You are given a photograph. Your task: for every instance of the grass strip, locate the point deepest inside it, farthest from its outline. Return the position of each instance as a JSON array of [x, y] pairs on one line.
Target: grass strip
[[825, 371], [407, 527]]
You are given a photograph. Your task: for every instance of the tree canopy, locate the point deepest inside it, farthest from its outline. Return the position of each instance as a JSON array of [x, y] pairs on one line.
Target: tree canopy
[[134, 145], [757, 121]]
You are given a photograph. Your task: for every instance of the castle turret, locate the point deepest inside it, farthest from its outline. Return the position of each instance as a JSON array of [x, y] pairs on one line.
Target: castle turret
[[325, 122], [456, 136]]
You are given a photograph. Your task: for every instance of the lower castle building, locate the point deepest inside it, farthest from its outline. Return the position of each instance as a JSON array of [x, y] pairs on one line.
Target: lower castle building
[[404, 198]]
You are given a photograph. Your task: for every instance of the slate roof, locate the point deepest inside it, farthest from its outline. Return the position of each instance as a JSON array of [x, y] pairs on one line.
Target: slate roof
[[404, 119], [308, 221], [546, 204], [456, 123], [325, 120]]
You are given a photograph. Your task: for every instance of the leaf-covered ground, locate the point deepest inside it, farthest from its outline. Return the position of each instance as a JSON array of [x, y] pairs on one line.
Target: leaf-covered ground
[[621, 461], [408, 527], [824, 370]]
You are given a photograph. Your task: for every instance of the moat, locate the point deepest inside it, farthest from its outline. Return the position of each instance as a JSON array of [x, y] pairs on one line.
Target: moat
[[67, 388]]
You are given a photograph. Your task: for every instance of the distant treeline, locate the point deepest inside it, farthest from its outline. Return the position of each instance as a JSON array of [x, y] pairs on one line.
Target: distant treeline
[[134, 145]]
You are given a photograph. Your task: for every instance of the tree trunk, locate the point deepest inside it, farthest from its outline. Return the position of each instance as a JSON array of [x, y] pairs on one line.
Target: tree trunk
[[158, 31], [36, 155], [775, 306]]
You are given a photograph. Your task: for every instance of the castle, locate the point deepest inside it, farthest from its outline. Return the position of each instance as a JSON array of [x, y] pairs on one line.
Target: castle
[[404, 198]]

::::::

AIM OF THE TASK
Start at the line containing "of the distant" and print each line exactly until the listing ends, keeping the final line too.

WRITTEN ANSWER
You are given a photograph. Your task: for every instance of the distant treeline, locate the point deepest inside it, farthest from its outline. Return the position of each instance as a JSON array of [x, y] pairs on one line.
Target: distant treeline
[[134, 145]]
You are given a photograph. Your task: for every instance of the tree trunk, locate the point deepest inside it, farthest from its outline. Return the position of each instance as a JSON array of [x, y] pairs on one line.
Target: tree trunk
[[158, 31], [36, 155], [775, 306]]
You are given a photograph. Your task: for every instance of the castle, locate the point deepest inside it, farthest from its outline. Return the position of each instance as a JSON array of [x, y] pairs on one line.
Target: castle
[[404, 198]]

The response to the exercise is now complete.